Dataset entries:
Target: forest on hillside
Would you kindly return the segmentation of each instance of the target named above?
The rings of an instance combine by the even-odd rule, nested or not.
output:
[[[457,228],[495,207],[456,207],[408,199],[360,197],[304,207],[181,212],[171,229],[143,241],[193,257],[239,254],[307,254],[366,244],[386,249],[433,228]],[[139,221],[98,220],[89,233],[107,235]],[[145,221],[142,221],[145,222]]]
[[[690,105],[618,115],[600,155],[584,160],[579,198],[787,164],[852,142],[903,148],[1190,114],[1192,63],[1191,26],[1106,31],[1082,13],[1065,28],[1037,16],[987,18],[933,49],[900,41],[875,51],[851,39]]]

Your assignment →
Wherever the string "instance" appears in a line above, copy that line.

Response to the exercise →
Would you kindly return the segmentation of each instance of the target named above?
The rings of an instance combine by the even-odd rule, nested or not.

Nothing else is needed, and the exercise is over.